-- start of SOURCE TEXT --

The continent of Gondwana was named by Austrian scientist Eduard Suess, after the Gondwana region of central northern India which is derived from Sanskrit for "forest of the Gonds". The name had been previously used in a geological context, first by H.B. Medlicott in 1872,[5] from which the Gondwana sedimentary sequences (Permian-Triassic) are also described. The term "Gondwanaland" is preferred by some scientists in order to make a clear distinction between the region and the supercontinent.[6]


Eastern Gondwana. 620 to 550 Ma post-collisional extension of the East African Orogeny in blue and 570 to 530 Ma collisional metamorphism of the Kuunga orogeny in red.[7]

The assembly of Gondwana was a protracted process that occurred during the Neoproterozoic and Paleozoic which remains relatively poorly constrained because of the lack of paleo-magnetic data. Several orogenies, collectively known as the Pan-African orogeny, led to the amalgamation of most of the continental fragments of a much older supercontinent, Rodinia. One of those orogenic belts, the Mozambique Belt, formed c. 800 to 650 Ma and was originally interpreted as the suture between East (India, Madagascar, Antarctica, and Australia) and West Gondwana (Africa and South America). Three orogenies were recognized during the 1990s: the East African orogeny (650 to 800 Ma) and Kuunga orogeny (including the Malagasy orogeny in southern Madagascar) (550 Ma) — the collision between East Gondwana and East Africa in two steps, and the Brasiliano orogeny (660 to 530 Ma) — the collision between South American and African cratons.[8]

The final stages of Gondwanan assembly overlapped with the opening of the Iapetus Ocean between Laurentia and western Gondwana.[9] During this interval, the Cambrian explosion occurred. Laurentia was docked against the western shores of a united Gondwana for a short period near the Precambrian/Cambrian boundary, forming the short-lived and still disputed supercontinent Pannotia.[10]

The Mozambique Ocean separated the CongoTanzaniaBangweulu Block of central Africa from Neoproterozoic India (India, the Antongil Block in far eastern Madagascar, the Seychelles, and the Napier and Rayner Complexes in East Antarctica). The Azania continent[11] (much of central Madagascar, the Horn of Africa and parts of Yemen and Arabia) was an island in the Mozambique Ocean.

-- end of SOURCE TEXT --

EXERCISE 1 —
Answer these questions about the Gondwana text, each from a different part of it:
(a) Which scientist named the continent of Gondwana?
(b) During what span did the Mozambique Belt form?
(c) What ocean opened between Laurentia and western Gondwana during the final stages of Gondwanan assembly?
EXERCISE 2 —
Summarize the Gondwana text in two sentences.
The records play no part in the work here.

-- start of SUPPLIED INFORMATION --

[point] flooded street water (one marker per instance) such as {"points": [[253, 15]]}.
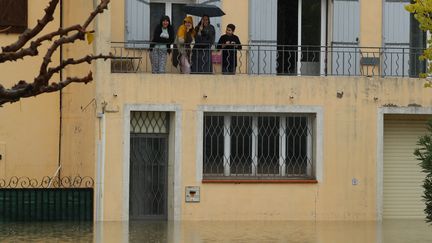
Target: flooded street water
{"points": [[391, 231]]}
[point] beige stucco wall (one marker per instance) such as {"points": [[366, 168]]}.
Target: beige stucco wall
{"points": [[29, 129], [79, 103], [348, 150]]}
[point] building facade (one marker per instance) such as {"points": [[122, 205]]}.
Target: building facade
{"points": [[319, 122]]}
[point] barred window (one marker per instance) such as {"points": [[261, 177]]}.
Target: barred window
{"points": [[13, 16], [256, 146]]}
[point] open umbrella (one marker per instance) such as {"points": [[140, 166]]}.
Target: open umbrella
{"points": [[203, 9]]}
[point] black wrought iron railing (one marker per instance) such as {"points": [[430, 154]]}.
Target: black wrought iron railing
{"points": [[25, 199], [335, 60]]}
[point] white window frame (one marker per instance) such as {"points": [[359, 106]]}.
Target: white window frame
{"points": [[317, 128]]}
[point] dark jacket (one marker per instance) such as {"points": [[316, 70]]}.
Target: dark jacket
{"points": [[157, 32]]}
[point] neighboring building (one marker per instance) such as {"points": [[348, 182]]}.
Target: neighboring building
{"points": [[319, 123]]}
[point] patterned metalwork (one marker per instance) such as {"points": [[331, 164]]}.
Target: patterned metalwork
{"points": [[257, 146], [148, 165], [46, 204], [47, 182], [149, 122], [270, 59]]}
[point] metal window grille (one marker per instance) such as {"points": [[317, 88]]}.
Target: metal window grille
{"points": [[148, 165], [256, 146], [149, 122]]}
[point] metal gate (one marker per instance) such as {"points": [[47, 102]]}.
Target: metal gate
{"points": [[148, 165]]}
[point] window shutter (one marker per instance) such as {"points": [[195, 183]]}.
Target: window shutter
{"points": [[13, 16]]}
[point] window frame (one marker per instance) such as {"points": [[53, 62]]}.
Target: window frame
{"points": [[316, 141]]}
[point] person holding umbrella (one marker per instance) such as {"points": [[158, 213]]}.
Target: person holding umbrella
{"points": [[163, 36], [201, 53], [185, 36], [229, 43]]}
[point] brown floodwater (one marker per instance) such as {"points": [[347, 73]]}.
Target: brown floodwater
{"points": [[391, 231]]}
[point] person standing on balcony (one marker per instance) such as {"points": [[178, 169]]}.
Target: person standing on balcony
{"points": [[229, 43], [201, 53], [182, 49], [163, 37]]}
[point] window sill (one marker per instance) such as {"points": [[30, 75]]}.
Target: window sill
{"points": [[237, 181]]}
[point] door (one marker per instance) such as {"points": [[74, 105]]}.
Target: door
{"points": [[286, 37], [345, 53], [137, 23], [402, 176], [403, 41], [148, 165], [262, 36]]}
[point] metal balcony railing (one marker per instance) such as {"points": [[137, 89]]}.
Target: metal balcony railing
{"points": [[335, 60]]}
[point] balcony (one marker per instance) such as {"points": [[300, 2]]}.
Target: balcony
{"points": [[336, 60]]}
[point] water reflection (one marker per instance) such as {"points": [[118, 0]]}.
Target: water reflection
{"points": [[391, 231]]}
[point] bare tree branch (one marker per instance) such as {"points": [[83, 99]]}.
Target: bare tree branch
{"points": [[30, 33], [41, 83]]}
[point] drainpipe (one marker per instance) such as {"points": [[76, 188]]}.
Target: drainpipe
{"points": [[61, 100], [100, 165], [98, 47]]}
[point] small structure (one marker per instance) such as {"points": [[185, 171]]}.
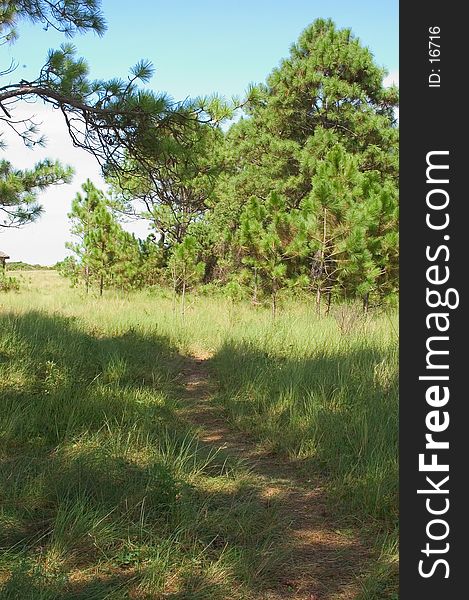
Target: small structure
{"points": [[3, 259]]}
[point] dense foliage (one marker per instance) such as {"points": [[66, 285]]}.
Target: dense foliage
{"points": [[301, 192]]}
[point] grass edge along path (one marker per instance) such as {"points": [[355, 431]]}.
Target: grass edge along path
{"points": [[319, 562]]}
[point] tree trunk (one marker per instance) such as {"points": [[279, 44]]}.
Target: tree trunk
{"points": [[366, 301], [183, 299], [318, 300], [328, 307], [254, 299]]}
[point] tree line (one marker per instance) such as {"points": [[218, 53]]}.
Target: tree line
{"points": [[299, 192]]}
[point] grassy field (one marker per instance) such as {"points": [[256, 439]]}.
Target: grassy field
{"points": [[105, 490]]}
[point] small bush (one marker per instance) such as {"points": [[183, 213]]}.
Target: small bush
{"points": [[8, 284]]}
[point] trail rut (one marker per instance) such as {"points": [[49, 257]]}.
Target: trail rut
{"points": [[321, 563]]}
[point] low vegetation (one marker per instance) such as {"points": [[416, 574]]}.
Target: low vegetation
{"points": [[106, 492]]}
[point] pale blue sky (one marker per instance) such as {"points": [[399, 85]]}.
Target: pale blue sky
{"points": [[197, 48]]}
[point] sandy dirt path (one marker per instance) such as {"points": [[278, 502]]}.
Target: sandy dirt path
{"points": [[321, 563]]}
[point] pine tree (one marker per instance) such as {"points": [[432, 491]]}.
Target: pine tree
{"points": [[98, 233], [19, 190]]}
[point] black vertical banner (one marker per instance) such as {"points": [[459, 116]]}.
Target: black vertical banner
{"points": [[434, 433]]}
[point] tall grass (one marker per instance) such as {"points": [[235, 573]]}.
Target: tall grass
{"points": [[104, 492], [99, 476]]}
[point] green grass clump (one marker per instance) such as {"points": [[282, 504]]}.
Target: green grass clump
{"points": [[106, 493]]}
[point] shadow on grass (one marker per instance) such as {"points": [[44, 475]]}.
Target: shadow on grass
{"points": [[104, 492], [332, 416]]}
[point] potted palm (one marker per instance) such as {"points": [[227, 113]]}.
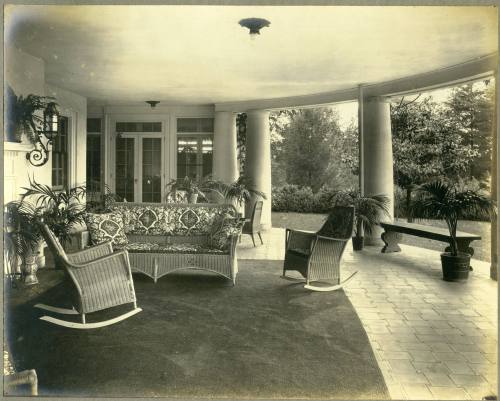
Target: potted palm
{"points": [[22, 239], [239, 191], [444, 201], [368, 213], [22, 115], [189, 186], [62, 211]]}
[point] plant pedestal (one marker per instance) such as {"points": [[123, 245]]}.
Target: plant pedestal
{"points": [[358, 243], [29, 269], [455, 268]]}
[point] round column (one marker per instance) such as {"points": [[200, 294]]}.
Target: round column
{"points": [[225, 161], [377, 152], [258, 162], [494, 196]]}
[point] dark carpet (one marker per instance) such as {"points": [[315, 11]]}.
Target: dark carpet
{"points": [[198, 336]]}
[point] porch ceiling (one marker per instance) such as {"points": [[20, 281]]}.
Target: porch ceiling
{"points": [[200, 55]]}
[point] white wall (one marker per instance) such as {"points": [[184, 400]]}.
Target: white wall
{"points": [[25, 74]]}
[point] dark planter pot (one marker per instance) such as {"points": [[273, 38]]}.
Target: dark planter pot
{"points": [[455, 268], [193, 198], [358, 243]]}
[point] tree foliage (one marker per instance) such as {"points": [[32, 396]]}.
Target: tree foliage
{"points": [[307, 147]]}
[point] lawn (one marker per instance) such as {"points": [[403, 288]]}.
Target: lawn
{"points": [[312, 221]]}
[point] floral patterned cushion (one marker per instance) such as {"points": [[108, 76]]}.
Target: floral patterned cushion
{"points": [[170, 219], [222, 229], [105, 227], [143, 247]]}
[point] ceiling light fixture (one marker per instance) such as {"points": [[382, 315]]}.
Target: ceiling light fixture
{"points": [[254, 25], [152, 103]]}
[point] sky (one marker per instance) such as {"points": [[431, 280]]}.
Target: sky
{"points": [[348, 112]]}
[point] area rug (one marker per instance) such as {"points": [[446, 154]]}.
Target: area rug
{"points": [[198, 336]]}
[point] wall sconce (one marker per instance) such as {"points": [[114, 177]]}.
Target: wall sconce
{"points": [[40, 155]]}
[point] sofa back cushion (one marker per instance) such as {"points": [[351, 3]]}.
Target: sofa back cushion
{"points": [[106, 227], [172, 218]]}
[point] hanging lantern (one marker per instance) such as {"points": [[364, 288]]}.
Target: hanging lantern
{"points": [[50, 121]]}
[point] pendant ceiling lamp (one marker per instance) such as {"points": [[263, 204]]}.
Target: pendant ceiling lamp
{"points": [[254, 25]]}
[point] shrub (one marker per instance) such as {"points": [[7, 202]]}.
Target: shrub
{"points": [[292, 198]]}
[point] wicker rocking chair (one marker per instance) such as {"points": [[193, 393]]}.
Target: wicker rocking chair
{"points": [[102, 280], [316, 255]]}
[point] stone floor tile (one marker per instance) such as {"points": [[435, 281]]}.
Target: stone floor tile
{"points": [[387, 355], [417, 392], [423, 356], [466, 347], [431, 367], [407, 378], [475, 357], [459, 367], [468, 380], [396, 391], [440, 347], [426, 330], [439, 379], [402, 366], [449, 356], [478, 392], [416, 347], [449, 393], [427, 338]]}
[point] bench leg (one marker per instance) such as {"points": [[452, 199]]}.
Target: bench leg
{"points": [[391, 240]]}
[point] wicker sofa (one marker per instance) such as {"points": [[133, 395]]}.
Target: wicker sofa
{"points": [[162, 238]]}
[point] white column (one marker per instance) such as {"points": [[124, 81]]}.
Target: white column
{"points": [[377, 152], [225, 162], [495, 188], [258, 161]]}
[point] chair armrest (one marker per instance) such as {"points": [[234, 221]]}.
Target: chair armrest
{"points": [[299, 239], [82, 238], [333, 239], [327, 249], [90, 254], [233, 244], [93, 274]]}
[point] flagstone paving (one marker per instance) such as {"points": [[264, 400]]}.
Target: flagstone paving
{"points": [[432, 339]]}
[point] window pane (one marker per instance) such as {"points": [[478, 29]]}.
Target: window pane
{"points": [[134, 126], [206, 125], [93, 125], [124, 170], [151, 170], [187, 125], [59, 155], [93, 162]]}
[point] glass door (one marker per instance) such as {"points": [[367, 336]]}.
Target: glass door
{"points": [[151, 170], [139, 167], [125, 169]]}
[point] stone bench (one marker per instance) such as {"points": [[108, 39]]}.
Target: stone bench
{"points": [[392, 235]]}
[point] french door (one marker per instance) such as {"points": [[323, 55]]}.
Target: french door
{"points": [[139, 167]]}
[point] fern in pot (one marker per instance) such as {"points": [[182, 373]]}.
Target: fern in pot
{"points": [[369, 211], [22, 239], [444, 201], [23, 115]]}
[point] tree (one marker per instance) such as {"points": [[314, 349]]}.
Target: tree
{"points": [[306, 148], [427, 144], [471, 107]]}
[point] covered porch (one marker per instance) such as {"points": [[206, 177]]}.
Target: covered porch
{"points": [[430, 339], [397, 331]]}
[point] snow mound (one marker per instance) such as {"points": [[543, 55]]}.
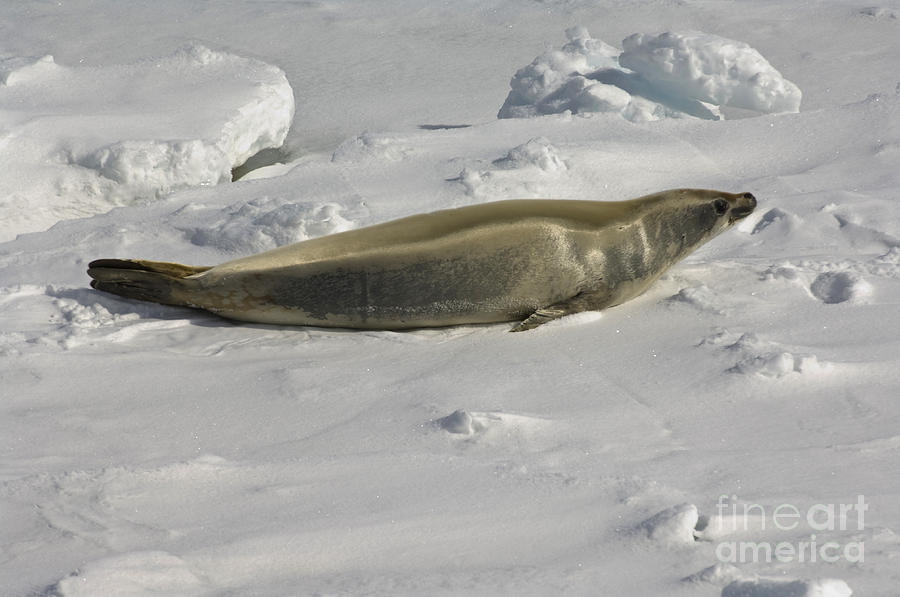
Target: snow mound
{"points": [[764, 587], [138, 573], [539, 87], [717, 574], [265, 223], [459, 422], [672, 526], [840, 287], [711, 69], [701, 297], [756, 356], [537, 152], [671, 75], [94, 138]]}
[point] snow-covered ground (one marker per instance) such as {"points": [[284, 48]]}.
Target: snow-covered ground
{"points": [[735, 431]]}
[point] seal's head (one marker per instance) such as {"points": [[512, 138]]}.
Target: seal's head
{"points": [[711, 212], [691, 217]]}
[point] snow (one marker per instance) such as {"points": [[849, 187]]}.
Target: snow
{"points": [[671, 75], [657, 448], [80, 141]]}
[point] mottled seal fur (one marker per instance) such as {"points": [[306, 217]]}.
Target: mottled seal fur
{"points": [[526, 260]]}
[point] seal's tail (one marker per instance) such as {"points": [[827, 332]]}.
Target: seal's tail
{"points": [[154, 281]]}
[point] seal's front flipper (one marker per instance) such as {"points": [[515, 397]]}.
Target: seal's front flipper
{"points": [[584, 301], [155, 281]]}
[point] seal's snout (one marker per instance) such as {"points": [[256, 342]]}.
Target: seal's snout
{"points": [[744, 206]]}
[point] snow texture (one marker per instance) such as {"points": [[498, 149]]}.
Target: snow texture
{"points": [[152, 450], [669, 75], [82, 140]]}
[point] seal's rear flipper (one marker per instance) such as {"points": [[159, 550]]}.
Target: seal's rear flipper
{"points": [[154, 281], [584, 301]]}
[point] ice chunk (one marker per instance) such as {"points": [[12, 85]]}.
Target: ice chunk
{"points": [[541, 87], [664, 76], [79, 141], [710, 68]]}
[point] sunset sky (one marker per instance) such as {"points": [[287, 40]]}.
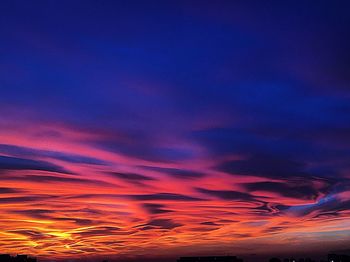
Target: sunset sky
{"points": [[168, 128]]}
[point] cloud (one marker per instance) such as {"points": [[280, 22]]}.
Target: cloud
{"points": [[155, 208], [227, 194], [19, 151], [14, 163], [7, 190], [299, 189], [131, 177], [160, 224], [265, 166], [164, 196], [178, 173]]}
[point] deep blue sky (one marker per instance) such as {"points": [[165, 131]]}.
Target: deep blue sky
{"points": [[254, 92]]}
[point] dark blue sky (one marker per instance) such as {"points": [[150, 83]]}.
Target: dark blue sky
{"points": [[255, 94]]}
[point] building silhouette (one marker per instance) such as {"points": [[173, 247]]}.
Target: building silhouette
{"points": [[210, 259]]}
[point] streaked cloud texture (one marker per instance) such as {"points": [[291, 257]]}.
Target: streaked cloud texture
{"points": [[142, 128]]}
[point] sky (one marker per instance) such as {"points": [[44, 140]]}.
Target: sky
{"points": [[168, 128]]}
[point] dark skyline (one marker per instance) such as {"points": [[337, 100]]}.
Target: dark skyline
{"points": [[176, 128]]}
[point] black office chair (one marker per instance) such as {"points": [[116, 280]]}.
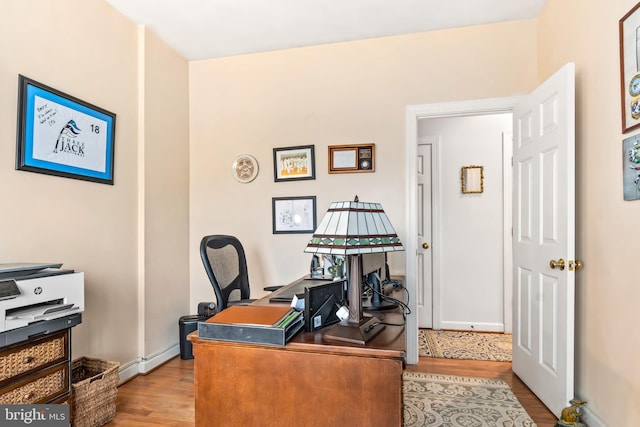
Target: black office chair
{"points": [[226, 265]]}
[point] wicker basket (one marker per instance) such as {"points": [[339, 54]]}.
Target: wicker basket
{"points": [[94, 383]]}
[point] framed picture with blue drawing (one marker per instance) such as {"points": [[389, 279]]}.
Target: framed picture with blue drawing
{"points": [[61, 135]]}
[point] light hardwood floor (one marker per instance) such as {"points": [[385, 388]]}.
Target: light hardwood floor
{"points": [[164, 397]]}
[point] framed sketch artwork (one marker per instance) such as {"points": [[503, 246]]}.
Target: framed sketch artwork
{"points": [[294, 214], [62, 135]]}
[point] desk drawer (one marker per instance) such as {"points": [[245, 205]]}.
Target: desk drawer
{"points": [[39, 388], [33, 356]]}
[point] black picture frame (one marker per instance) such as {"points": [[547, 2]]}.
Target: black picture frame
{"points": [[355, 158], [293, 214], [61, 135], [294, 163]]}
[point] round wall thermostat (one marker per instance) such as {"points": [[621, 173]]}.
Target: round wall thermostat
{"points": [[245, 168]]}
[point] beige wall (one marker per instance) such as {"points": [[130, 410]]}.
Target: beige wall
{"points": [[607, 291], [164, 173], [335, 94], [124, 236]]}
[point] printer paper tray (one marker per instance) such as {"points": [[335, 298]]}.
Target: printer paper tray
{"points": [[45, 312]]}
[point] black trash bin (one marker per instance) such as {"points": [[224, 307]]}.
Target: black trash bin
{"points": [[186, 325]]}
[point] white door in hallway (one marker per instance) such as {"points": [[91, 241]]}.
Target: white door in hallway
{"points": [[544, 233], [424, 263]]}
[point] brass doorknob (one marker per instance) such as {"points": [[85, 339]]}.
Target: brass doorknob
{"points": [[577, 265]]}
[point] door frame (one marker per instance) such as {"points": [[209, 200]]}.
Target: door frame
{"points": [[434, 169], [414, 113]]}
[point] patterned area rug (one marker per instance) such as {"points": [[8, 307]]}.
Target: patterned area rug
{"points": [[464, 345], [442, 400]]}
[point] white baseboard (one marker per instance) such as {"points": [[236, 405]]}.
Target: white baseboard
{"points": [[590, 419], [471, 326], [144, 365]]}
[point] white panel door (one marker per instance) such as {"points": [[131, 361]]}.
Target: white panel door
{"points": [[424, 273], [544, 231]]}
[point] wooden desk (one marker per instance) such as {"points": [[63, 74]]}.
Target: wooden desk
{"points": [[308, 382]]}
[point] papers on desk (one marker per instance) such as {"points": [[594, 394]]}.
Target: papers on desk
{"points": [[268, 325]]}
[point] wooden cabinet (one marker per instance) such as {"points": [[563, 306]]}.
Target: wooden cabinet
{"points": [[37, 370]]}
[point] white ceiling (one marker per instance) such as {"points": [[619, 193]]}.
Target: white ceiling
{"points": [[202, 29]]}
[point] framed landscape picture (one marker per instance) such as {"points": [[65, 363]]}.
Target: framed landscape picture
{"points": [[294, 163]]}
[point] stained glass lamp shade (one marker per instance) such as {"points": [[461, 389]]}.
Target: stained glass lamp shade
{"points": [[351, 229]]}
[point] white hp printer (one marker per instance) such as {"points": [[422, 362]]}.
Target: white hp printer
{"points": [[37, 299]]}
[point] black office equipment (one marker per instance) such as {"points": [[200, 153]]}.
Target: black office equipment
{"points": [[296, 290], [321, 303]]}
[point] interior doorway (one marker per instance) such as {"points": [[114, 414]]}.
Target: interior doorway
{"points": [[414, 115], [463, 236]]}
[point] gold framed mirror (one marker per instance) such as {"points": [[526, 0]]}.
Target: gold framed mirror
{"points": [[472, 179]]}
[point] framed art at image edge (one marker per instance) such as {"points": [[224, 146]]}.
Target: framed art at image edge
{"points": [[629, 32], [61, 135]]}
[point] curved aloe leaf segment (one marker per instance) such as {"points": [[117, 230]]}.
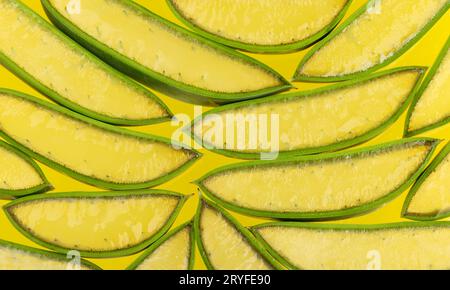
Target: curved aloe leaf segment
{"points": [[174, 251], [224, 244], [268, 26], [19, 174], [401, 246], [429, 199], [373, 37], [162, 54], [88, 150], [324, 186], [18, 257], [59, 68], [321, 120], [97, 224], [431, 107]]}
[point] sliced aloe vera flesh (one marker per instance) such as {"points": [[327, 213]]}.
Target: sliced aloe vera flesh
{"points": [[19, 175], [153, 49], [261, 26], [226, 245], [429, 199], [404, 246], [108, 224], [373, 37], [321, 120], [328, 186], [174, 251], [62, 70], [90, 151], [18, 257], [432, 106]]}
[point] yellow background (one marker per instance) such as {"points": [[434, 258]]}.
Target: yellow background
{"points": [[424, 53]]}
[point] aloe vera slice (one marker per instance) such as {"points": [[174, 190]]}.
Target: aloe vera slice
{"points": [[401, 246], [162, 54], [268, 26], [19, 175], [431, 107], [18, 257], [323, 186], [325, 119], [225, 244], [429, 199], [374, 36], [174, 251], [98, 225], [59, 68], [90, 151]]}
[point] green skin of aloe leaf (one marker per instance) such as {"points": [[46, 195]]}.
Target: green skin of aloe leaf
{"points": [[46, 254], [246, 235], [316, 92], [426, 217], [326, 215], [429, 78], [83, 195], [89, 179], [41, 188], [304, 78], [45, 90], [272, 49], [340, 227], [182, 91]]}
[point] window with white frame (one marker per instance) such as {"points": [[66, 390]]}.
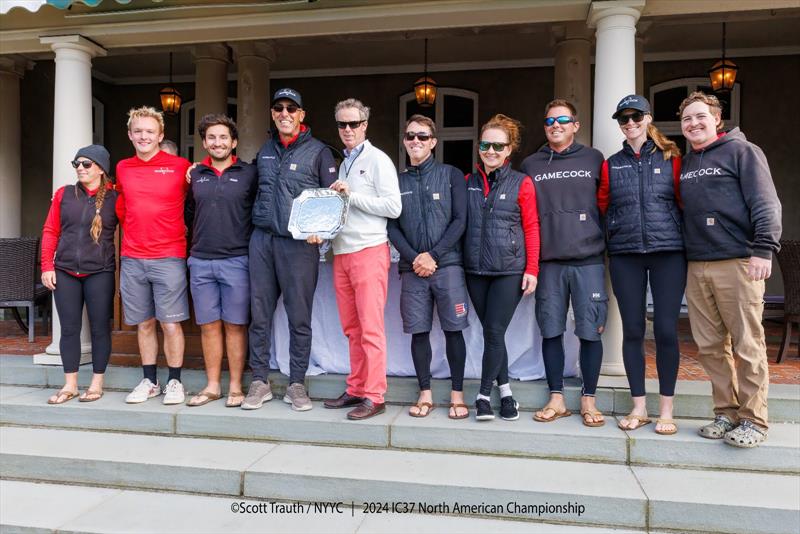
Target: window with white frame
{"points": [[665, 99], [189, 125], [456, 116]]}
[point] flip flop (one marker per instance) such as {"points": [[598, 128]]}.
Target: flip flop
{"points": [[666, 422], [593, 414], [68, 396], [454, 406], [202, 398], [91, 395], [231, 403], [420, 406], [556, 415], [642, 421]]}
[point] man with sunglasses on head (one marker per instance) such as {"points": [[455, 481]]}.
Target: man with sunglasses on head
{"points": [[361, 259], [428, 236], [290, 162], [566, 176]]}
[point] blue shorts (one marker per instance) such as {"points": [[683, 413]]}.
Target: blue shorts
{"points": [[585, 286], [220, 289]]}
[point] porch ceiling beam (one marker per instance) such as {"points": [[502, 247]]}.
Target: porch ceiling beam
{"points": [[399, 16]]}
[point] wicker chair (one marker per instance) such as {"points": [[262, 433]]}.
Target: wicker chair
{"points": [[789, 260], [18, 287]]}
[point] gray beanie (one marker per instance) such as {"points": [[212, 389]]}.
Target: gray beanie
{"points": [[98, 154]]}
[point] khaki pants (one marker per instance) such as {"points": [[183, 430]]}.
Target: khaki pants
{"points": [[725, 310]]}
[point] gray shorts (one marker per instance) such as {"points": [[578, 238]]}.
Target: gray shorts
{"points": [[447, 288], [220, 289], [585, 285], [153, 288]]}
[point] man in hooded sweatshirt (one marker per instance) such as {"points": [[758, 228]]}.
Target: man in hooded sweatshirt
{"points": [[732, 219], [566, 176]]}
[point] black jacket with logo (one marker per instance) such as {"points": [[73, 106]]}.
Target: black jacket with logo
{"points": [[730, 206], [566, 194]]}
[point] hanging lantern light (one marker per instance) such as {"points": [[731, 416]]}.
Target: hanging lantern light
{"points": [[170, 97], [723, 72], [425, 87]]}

-- end of SUPPLIED INFORMATION --

EXERCISE ANSWER 1 —
(a) Eduard Suess, an Austrian scientist
(b) c. 800 to 650 Ma
(c) The Iapetus Ocean

EXERCISE ANSWER 2 —
Gondwana, named by Eduard Suess after a region of central northern India, was assembled during the Neoproterozoic and Paleozoic through several orogenies, collectively called the Pan-African orogeny, that joined most of the continental fragments of the older supercontinent Rodinia. The final stages of this assembly overlapped with the opening of the Iapetus Ocean, and Laurentia briefly docked against western Gondwana near the Precambrian/Cambrian boundary, forming the short-lived and disputed supercontinent Pannotia.